Reformat the material below as a numbered list without blank lines, starting at its first line and ending at the line that contains "[[477, 135, 529, 231]]". List only those lines.
----------------------------------------
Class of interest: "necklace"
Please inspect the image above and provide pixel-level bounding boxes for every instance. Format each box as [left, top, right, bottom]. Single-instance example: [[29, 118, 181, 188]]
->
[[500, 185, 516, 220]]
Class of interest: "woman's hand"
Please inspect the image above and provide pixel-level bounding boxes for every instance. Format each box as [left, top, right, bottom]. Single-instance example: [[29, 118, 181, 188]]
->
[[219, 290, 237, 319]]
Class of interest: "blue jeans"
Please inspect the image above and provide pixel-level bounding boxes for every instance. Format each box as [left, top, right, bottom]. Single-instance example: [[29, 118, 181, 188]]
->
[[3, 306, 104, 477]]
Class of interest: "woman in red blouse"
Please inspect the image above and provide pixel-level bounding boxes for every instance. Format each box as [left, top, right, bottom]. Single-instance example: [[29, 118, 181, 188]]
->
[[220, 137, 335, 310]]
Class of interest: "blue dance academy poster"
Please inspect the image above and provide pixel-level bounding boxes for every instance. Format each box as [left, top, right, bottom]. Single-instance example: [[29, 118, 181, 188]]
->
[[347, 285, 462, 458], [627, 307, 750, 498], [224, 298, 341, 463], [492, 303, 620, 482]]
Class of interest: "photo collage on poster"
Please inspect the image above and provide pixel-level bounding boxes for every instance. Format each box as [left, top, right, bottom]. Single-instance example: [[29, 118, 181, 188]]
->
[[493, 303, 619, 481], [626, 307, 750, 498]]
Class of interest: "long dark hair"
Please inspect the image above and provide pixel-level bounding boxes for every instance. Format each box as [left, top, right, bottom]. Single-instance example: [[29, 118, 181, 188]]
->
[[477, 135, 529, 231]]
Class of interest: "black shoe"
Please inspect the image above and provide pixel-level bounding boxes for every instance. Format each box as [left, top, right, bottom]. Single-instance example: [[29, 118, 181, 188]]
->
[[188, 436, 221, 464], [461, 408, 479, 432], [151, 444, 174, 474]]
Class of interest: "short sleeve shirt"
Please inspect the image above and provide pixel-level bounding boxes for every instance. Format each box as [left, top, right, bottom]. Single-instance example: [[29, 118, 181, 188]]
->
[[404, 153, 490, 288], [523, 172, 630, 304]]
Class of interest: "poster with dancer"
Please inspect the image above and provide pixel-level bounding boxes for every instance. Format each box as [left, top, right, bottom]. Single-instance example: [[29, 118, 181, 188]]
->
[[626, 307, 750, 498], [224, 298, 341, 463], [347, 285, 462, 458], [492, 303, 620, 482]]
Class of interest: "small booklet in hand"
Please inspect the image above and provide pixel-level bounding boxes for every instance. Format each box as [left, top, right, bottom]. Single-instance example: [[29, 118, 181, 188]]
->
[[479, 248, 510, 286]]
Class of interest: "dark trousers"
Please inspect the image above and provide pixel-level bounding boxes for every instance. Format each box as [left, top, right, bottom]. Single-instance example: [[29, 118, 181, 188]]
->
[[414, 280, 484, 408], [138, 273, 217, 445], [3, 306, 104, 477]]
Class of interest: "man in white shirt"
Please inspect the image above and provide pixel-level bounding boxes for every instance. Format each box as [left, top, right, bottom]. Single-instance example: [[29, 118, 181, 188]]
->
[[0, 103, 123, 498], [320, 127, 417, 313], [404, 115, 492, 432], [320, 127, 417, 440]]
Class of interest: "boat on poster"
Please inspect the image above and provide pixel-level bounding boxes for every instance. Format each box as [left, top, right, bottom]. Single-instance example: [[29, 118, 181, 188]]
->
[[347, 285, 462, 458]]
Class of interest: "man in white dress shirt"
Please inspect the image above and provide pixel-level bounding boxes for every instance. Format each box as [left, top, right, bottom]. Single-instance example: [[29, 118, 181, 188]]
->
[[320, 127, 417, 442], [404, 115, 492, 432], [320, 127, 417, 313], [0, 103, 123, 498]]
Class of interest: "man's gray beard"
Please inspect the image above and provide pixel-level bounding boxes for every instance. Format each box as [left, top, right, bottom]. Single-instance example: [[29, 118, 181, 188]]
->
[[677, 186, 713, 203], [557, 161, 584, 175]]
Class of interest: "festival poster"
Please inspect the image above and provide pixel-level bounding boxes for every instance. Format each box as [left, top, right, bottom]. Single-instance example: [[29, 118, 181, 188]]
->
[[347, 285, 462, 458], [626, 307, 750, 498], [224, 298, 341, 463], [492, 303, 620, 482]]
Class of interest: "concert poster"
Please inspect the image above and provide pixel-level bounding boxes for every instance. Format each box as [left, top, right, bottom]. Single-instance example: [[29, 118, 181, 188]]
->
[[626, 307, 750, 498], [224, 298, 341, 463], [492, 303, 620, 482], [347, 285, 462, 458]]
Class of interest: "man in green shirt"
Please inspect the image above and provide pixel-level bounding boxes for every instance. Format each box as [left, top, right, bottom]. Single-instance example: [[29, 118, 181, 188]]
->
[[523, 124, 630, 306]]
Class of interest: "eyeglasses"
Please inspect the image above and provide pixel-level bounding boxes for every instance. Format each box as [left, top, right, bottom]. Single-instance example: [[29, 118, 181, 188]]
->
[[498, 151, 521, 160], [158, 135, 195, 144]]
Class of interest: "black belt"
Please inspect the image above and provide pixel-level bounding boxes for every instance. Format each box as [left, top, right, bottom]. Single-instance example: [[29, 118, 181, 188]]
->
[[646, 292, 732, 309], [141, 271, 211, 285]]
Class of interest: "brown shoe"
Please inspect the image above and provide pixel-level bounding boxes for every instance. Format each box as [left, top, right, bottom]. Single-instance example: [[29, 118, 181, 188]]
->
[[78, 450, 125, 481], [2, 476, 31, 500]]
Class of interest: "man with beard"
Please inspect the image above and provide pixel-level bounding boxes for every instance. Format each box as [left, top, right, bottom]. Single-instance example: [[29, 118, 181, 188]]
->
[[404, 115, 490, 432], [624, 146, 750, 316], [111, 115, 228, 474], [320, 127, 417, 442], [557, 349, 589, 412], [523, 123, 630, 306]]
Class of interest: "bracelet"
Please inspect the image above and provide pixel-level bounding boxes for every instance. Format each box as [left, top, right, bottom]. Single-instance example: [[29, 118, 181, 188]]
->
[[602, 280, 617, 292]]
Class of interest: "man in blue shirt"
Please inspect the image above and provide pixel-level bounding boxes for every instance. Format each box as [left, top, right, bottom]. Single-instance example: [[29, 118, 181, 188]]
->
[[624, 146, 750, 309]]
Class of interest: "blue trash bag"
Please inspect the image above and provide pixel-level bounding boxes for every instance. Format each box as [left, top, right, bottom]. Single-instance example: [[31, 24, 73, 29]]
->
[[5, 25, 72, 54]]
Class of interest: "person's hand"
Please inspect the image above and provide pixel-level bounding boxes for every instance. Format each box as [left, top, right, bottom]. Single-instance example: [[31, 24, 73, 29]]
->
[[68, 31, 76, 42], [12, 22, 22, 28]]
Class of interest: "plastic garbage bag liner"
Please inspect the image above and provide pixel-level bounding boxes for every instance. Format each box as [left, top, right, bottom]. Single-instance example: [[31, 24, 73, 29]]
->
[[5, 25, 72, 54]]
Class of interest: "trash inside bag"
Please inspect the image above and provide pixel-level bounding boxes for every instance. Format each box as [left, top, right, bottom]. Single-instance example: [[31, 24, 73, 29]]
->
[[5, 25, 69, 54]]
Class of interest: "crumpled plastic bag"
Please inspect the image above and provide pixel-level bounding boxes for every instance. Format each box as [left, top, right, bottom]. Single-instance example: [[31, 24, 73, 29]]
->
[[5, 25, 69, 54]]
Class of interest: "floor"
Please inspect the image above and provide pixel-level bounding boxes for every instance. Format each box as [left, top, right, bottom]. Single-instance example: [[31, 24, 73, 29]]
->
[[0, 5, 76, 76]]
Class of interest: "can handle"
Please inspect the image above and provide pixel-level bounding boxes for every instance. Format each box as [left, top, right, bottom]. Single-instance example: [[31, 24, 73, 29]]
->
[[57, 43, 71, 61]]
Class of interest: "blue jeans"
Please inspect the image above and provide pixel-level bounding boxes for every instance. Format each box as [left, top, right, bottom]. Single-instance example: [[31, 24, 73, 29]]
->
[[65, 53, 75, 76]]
----------------------------------------
The output:
1. Class of interest: "necklace"
2. Please inspect the image above and provide pixel-level bounding boxes for every instance. Format each box as [left, top, right, bottom]. Single-instance example: [[29, 118, 181, 188]]
3. ->
4. [[500, 185, 516, 220]]
5. Class of interest: "woman's hand"
6. Please inspect the image above and provide pixel-level bounding boxes for every instance. Format each box as [left, top, right, bottom]. Single-instance example: [[29, 118, 181, 188]]
7. ->
8. [[219, 290, 237, 319]]
9. Class of interest: "blue jeans"
10. Please inspect the image above and provide pixel-level bounding boxes for every instance. Format each box as [left, top, right, bottom]. Single-instance example: [[29, 118, 181, 188]]
11. ->
12. [[3, 306, 104, 477]]
13. Class of interest: "woman in red blouse"
14. Please inspect the image above and provide pixel-level bounding boxes for every instance. Format each box as [left, top, right, bottom]. Single-instance example: [[29, 118, 181, 188]]
15. ->
16. [[220, 137, 335, 310]]
17. Class of interest: "blue dance academy poster"
18. Please inspect the image above and provide pixel-level bounding boxes for every instance. Format each box as [left, top, right, bottom]. Single-instance example: [[29, 118, 181, 188]]
19. ->
20. [[347, 285, 462, 458], [627, 307, 750, 498], [224, 298, 341, 463], [492, 303, 620, 482]]
21. Class of interest: "photo collage on poster"
22. Please inspect the image above and provide pixel-level bounding boxes for every instance. Format each box as [left, top, right, bottom]. Single-instance example: [[29, 118, 181, 188]]
23. ->
24. [[493, 303, 619, 481], [626, 307, 750, 498]]
25. Class of interest: "long dark hair"
26. Please inspect the image above and provide pixel-level bounding boxes for every instance. Format each box as [left, top, right, bottom]. Single-instance example: [[29, 118, 181, 188]]
27. ->
28. [[477, 135, 529, 231]]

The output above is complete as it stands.